**Tarefa 1**
Altere o trecho do acórdão que começa com as palavras "3. O procedimento" e termina com "da ação administrativa.", reescrevendo-o com "direito de audiência" substituído por "direito de ser ouvido".

Acórdãos TCAN

Acórdão do Tribunal Central Administrativo Norte
Processo:00803/16.4BEPNF
Secção:2ª Secção - Contencioso Tributário
Data do Acordão:03/16/2017
Tribunal:TAF de Penafiel
Relator:Mário Rebelo
Descritores:PEDIDO DE REDUÇÃO DA COIMA
IMPUGNAÇÃO DO INDEFERIMENTO ATRAVÉS DE AÇÃO ADMINISTRATIVA
Sumário:1. A apresentação de um pedido de redução da coima efectuada antes de instaurado processo contra-ordenacional dá início a um procedimento, que não é regulado pelas normas do RGIT, nem pelas do RGCO.
2. Nos casos em que for apresentado tal pedido deverá ser proferido um despacho pela autoridade competente para a fixação da coima, admitindo ou não o requerido pagamento com redução.
3. O procedimento que se inicia com um pedido de pagamento de redução da coima, antes de instaurado processo contra-ordenacional, é uma procedimento tributário, a que são aplicáveis as regras da LGT e as disposições gerais do CPPT.
4. Nomeadamente, serão aplicáveis as normas que estabelecem o direito de audiência antes do indeferimento do pedido [art. 60º, n.ºs 1, al. b), e 2 a 7, da LGT], que consagram um direito garantido constitucionalmente no âmbito de toda a actividade administrativa (art. 267º/5, da CRP).
5. A decisão de indeferimento, tendo natureza de acto administrativo lesivo, por afectar a esfera jurídica do requerente, terá de ser contencisamente recorrível, por imposição constitucional (art. 268º/4 da CRP).
6. A imugnação judicial deste acto segue a forma da ação administrativa.
7. A utilização de recurso de contra-ordenação em vez da ação administrativa configura um erro na forma de processo (art. 193º/1 do NCPC).
8. Pelo que deverá ser convolado na forma adequada.
9. E tendo em conta o pedido formulado na petição de recurso, e os prazos legais, nenhum obstáculo se coloca à convolação em ação administrativa, nos termos do art. 97º/2 do CPPT em articulação com os artº.s 37º/1-a) e 58º do CPTA.*
* Sumário elaborado pelo Relator.
Recorrente:C..., S.A.
Recorrido 1:Autoridade Tributária e Aduaneira
Decisão:Concedido provimento ao recurso
Aditamento:
Parecer Ministério Publico:
1
Decisão Texto Integral:Acordam em conferência na Secção de Contencioso Tributário do Tribunal Central Administrativo Norte:

C…, SA, melhor identificada nos autos, inconformada com a sentença proferida pelo MMº juiz do TAF de Penafiel que rejeitou por extemporaneidade o recurso interposto do despacho que indeferiu o pedido de redução de coima dela interpôs recurso terminando as alegações com as seguintes conclusões:

I - A Recorrente apenas foi notificada da decisão da autoridade administrativa que indeferiu o pedido de redução de coima em 22.11.2015, e não em 16.11.2015, como sustenta erroneamente a decisão recorrida.

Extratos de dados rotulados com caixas
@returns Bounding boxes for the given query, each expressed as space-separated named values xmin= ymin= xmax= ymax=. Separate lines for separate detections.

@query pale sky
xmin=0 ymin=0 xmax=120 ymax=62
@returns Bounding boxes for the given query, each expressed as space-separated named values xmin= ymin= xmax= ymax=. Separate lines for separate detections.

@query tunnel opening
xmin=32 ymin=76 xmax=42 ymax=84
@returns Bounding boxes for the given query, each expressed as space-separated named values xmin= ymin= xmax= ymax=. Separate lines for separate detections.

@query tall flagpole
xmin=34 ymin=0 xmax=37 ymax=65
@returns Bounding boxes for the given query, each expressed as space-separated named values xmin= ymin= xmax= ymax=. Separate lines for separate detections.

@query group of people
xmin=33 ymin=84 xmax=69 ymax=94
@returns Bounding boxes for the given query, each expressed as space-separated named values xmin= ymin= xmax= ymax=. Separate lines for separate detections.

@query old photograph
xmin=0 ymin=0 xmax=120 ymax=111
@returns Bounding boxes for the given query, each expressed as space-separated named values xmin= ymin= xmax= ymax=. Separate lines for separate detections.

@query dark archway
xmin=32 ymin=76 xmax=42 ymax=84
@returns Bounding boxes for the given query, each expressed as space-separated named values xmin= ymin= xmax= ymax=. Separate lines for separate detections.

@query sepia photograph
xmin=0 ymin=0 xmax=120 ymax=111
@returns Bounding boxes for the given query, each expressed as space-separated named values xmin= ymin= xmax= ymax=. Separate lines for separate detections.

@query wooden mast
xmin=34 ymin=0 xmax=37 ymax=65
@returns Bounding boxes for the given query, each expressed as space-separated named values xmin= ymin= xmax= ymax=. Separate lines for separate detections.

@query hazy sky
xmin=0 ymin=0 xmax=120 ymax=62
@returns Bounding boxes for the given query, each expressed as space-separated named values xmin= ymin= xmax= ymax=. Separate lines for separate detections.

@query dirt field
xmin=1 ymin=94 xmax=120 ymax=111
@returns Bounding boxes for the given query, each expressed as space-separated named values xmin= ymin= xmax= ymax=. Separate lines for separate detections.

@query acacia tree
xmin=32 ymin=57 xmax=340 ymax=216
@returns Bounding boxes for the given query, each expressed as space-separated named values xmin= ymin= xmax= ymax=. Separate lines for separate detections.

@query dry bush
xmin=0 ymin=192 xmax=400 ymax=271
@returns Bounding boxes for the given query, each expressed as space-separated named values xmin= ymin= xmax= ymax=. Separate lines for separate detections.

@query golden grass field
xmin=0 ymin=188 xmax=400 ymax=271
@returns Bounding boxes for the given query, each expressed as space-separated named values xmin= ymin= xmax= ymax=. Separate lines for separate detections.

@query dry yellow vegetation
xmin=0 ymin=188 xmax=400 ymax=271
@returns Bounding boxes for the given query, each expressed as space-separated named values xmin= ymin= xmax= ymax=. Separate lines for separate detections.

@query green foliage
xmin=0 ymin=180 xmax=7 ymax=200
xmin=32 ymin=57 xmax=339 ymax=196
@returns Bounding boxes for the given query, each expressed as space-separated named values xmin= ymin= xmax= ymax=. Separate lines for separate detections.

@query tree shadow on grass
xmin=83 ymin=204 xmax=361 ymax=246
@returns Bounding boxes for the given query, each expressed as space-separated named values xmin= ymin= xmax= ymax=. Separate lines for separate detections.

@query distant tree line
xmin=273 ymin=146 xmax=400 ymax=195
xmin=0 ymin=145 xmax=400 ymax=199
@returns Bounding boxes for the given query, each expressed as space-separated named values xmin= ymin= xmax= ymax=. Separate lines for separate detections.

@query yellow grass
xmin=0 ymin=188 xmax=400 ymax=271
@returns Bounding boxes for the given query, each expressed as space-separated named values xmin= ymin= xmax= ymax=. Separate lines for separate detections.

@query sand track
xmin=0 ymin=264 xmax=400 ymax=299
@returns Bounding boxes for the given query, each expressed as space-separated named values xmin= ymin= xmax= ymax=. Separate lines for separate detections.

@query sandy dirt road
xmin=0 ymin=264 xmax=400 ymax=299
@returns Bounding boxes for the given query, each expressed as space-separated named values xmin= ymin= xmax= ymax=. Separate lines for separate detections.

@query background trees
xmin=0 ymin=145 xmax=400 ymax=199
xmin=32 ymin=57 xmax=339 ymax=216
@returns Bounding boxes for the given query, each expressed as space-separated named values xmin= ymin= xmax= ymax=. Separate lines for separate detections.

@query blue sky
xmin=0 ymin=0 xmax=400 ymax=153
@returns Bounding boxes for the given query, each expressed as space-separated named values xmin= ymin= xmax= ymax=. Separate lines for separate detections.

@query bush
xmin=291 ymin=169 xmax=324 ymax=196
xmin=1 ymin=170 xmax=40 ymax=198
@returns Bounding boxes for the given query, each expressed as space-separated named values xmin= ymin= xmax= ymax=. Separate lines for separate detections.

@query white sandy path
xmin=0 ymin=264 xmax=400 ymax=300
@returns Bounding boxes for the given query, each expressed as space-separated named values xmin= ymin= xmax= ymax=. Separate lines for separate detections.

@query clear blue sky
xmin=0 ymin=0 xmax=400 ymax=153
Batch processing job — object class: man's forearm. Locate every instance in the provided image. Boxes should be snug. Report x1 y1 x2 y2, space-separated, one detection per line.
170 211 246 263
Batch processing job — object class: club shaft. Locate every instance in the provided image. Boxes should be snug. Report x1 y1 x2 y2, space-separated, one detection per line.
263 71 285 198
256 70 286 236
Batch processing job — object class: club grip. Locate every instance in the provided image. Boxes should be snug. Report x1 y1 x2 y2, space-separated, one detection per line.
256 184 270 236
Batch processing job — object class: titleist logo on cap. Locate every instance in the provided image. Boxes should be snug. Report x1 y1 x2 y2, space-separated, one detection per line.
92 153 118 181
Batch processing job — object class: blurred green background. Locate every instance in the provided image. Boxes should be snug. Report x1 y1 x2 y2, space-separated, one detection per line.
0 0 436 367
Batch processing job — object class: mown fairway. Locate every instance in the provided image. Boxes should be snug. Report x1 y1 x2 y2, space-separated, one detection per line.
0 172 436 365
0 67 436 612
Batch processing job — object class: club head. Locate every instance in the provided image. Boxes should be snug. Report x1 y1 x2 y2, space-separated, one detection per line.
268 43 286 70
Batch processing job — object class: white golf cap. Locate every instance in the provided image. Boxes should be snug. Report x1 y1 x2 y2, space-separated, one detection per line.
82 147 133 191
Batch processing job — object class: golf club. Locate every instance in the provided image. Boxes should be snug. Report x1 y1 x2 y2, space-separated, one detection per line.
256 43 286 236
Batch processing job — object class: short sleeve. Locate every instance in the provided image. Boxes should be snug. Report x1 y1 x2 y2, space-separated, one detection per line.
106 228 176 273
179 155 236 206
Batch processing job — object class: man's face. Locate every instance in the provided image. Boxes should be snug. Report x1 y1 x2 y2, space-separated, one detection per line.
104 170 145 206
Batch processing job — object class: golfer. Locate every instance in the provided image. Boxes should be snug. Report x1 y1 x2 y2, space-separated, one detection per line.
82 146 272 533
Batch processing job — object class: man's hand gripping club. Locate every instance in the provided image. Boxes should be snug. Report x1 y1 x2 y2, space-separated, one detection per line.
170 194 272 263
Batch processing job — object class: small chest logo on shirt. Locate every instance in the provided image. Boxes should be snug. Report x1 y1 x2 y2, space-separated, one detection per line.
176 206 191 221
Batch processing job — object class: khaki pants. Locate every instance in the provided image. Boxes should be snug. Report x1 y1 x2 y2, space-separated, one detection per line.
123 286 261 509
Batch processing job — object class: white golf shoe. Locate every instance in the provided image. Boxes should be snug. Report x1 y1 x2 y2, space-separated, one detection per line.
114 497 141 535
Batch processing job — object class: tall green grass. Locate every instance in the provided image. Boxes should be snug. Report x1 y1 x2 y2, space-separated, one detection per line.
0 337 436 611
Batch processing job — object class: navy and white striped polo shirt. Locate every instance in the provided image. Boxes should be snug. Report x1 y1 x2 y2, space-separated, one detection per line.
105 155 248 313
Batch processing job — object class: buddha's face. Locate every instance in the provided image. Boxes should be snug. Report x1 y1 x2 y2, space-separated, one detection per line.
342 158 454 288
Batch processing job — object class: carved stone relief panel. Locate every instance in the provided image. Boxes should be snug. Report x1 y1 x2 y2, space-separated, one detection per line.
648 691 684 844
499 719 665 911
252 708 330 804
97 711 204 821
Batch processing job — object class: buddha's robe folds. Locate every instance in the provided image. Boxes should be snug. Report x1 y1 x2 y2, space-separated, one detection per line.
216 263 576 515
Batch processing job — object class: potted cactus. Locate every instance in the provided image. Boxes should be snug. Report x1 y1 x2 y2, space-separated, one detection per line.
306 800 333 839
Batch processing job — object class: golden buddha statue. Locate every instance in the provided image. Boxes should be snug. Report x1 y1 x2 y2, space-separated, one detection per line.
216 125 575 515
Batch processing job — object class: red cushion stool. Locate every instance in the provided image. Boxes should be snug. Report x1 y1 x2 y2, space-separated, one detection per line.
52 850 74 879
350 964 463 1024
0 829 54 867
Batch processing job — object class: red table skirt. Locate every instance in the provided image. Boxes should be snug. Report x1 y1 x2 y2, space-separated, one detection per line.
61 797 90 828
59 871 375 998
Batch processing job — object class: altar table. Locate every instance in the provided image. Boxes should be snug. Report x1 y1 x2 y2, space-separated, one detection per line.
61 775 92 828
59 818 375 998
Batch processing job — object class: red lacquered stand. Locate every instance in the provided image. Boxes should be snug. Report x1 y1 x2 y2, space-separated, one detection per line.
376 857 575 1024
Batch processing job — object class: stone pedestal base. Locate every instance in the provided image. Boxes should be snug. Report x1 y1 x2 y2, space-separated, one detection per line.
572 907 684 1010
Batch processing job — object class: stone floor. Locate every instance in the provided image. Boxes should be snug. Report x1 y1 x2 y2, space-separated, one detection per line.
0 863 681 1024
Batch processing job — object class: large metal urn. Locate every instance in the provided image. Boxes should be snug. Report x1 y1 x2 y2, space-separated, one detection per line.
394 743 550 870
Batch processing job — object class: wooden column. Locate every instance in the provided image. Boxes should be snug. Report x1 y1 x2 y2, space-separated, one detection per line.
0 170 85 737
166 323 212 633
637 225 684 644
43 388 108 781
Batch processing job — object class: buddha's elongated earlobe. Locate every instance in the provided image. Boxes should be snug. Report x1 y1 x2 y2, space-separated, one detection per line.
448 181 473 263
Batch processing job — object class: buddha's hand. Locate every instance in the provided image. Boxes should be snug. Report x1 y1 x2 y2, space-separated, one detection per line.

**Tarefa 2**
Transcreva sem alterações, dos registros, as linhas que vão da que contém "Batch processing job — object class: mown" até a que contém "0 67 436 612", com ambas incluídas.

**Resposta correta 1**
3. O procedimento que se inicia com um pedido de pagamento de redução da coima, antes de instaurado processo contra-ordenacional, é uma procedimento tributário, a que são aplicáveis as regras da LGT e as disposições gerais do CPPT.
4. Nomeadamente, serão aplicáveis as normas que estabelecem o direito de ser ouvido antes do indeferimento do pedido [art. 60º, n.ºs 1, al. b), e 2 a 7, da LGT], que consagram um direito garantido constitucionalmente no âmbito de toda a actividade administrativa (art. 267º/5, da CRP).
5. A decisão de indeferimento, tendo natureza de acto administrativo lesivo, por afectar a esfera jurídica do requerente, terá de ser contencisamente recorrível, por imposição constitucional (art. 268º/4 da CRP).
6. A imugnação judicial deste acto segue a forma da ação administrativa.

**Resposta correta 2**
Batch processing job — object class: mown fairway. Locate every instance in the provided image. Boxes should be snug. Report x1 y1 x2 y2, space-separated, one detection per line.
0 172 436 365
0 67 436 612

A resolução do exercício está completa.